*What the task asks*: In the entries that follow, identify the line containing "Could you point at the white flower" and return it together with all later lines, exactly as they appear.

+++ The input +++

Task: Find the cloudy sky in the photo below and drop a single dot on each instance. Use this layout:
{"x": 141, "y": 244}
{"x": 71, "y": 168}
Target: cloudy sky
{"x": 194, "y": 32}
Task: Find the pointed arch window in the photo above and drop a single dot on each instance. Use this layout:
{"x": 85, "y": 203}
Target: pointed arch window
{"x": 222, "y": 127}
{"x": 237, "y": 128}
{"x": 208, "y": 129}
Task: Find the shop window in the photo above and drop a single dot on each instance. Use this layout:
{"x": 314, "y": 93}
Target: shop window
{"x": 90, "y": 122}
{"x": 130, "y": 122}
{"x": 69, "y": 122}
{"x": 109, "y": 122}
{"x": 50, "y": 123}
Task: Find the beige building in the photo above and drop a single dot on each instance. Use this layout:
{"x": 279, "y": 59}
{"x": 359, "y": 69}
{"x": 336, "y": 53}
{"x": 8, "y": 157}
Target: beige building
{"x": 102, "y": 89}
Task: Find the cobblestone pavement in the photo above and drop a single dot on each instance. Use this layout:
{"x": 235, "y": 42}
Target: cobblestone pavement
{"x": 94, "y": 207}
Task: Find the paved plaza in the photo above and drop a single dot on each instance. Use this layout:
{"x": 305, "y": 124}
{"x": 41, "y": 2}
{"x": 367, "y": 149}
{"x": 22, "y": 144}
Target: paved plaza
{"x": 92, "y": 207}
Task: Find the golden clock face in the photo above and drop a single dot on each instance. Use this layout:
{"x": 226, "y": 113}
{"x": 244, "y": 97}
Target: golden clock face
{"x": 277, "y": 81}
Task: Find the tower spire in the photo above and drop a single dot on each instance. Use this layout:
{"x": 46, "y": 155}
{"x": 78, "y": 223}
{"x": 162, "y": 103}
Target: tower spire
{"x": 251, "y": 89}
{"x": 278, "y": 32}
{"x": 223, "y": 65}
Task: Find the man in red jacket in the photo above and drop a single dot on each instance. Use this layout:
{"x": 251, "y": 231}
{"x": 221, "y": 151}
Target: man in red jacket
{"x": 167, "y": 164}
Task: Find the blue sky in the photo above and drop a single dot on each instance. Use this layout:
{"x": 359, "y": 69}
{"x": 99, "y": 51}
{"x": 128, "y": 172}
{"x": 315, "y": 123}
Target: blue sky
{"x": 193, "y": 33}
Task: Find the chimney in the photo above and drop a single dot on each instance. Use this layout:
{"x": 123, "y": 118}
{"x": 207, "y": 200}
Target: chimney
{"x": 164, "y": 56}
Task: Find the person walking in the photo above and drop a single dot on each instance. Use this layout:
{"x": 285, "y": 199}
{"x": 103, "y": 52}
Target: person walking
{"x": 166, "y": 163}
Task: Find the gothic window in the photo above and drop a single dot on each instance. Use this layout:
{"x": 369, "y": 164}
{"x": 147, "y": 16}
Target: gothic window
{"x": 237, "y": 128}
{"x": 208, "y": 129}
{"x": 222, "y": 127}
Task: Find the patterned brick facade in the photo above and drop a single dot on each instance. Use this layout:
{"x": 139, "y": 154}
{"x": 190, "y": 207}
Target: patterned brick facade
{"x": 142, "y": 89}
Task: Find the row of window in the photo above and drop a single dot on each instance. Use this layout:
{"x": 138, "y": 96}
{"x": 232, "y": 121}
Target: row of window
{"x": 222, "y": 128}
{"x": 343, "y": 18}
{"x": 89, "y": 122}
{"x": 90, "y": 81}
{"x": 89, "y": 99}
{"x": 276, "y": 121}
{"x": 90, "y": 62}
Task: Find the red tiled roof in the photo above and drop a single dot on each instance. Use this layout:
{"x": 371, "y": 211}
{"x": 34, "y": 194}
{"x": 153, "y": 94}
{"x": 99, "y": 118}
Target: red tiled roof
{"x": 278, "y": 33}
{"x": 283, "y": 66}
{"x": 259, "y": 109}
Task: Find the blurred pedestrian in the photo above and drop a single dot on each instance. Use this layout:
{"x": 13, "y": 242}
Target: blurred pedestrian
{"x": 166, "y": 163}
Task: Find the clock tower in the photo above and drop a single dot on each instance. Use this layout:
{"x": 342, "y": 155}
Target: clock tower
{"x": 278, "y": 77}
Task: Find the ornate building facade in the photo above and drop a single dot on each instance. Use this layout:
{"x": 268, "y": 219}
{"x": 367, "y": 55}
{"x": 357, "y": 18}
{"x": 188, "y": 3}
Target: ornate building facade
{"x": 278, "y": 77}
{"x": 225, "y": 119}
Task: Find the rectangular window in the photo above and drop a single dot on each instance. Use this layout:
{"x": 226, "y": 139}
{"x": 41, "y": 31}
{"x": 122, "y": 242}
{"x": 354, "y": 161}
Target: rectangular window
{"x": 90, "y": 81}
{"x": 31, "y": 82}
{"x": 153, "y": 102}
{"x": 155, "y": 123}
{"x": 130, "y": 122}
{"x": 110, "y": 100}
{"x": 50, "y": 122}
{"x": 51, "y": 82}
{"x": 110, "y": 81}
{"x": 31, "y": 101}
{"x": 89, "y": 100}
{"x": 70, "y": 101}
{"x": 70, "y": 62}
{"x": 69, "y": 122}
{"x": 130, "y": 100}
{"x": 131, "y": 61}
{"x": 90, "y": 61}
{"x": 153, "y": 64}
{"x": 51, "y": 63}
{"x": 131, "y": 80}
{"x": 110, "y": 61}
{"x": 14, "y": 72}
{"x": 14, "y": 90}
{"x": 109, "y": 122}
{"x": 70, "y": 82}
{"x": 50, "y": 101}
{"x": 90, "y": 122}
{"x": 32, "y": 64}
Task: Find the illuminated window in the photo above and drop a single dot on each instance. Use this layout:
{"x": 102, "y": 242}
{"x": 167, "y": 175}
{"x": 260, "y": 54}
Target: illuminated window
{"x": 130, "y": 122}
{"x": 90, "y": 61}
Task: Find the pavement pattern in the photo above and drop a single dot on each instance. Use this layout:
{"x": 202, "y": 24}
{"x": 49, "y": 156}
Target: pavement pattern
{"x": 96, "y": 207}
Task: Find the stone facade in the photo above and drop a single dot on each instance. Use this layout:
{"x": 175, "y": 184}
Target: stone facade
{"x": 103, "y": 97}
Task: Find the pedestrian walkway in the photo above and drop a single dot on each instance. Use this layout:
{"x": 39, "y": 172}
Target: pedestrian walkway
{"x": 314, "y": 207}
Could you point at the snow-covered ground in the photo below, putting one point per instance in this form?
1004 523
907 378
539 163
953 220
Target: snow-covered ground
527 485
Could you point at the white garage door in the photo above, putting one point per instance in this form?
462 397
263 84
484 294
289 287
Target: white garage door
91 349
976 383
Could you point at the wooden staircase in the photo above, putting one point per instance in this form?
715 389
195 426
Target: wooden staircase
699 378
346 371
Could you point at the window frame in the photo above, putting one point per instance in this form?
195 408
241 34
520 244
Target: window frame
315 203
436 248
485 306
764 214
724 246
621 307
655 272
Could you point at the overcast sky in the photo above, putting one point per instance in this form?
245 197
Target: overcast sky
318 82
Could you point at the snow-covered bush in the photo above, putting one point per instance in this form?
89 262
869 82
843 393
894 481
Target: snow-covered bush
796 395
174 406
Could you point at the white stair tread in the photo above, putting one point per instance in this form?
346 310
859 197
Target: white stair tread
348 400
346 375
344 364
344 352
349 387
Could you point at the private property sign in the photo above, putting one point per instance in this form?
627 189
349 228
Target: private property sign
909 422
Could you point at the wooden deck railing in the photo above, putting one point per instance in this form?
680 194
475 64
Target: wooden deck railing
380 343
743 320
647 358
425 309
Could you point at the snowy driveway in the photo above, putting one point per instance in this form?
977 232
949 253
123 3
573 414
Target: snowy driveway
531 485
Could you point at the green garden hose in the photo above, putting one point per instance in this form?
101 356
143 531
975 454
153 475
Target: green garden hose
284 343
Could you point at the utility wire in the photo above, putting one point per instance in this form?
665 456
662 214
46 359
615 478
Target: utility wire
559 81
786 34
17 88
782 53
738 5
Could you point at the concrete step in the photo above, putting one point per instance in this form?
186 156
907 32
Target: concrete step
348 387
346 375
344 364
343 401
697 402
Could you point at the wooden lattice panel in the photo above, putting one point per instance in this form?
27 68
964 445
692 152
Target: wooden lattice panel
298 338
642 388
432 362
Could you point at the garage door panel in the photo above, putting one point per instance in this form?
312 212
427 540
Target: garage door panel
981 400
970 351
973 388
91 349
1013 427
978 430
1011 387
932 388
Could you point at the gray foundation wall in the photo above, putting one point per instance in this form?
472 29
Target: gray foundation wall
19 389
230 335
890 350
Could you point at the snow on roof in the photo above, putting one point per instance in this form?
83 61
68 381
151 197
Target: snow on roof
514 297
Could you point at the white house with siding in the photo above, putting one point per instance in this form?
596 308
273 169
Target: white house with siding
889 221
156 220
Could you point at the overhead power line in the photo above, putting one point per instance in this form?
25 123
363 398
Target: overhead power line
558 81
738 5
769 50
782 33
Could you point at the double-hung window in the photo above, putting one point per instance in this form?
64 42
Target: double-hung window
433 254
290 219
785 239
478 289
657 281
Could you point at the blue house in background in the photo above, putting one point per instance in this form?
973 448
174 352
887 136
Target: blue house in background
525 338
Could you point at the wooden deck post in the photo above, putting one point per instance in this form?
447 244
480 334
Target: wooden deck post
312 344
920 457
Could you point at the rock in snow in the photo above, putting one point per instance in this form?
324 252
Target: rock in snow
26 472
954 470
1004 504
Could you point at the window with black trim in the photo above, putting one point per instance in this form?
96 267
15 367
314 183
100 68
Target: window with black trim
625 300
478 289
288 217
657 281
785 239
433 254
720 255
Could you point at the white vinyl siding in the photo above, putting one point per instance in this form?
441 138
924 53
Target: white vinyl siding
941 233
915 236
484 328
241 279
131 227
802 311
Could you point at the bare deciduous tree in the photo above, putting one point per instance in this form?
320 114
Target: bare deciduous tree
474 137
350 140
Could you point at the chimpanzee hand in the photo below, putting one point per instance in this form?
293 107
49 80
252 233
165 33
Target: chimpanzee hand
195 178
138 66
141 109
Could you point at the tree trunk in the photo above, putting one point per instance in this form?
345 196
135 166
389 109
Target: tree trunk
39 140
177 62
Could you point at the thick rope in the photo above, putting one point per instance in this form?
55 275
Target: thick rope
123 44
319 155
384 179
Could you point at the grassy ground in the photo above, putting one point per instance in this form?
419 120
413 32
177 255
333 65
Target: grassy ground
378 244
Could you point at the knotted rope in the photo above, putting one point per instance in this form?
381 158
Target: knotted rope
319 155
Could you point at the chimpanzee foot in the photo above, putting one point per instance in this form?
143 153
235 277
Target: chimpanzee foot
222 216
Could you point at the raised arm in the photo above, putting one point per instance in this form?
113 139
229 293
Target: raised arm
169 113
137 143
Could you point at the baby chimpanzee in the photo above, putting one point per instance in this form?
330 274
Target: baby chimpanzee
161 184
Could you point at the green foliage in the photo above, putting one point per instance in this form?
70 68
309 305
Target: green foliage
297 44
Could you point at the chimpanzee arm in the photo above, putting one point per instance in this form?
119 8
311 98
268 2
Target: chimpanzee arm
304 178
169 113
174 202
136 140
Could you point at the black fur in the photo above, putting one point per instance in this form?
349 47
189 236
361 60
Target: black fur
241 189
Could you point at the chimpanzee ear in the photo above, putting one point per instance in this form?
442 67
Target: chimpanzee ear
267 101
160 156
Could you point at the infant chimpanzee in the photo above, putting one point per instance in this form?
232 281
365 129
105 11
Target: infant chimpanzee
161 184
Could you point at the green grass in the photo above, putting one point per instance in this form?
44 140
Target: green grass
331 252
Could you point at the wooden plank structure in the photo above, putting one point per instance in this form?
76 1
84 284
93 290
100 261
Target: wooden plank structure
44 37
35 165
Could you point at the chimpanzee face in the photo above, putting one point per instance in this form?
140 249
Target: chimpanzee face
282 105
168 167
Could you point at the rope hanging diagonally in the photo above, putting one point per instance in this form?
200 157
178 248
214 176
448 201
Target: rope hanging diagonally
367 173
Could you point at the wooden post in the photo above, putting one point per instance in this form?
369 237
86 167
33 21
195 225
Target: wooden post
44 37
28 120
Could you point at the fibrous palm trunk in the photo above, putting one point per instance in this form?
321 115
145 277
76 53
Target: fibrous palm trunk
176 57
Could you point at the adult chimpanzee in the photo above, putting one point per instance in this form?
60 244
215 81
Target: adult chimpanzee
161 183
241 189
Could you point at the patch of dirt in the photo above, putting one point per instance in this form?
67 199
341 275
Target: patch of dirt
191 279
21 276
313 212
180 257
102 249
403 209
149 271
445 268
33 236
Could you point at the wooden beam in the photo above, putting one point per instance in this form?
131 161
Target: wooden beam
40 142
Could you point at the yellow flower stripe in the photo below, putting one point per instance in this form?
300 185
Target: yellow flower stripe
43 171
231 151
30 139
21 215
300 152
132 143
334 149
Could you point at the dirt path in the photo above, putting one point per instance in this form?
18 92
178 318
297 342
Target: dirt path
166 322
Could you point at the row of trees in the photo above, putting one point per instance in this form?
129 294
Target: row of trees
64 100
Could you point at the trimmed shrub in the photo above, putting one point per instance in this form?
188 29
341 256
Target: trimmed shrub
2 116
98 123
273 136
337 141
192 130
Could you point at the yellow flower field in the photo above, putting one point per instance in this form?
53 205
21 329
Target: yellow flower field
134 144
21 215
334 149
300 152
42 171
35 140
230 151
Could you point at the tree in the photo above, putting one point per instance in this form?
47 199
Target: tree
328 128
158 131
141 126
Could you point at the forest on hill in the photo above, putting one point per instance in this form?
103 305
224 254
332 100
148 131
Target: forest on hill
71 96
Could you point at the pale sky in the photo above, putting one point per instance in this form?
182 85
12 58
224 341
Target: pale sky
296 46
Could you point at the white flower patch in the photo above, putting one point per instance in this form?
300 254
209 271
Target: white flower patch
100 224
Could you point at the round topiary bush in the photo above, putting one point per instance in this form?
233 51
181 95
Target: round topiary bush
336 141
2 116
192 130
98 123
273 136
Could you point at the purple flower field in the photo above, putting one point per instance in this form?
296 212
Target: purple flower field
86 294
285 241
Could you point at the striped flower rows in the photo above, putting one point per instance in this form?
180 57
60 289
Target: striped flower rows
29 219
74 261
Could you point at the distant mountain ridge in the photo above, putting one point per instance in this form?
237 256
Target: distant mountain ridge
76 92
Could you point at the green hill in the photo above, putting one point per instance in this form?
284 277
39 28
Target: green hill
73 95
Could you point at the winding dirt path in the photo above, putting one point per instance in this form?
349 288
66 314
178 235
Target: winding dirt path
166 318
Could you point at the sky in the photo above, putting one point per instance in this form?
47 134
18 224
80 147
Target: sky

+++

*Full response*:
Could you point at the white flower patch in the photo above, putting one point per instance in this form?
300 254
209 271
Target: white flower patch
100 224
Could you point at the round topiary bush in the photo above, putting one point per instance in this form?
233 51
181 95
Target: round topiary bush
336 141
2 116
192 130
98 123
273 136
Could you point at the purple flower field in the photo above, putting one point per instance in this form?
296 212
Target: purple flower field
86 294
285 241
Could you point at the striped flower rows in the photo above, putting one point per instance in this form?
180 57
60 289
Target: striped flower rows
29 219
74 261
Could you point at the distant mountain ridge in the photo above, putting one point per instance in this form?
237 256
Target: distant mountain ridge
76 92
Could you point at the green hill in the photo above, putting one point per instance in this form?
284 277
39 28
Target: green hill
73 95
Could you point at the winding dirt path in the photo above, putting one point per instance in this form?
349 288
66 314
178 235
Target: winding dirt path
166 318
Could you point at the sky in the photo above, putting one point per instance in this form?
47 134
18 224
80 147
Target: sky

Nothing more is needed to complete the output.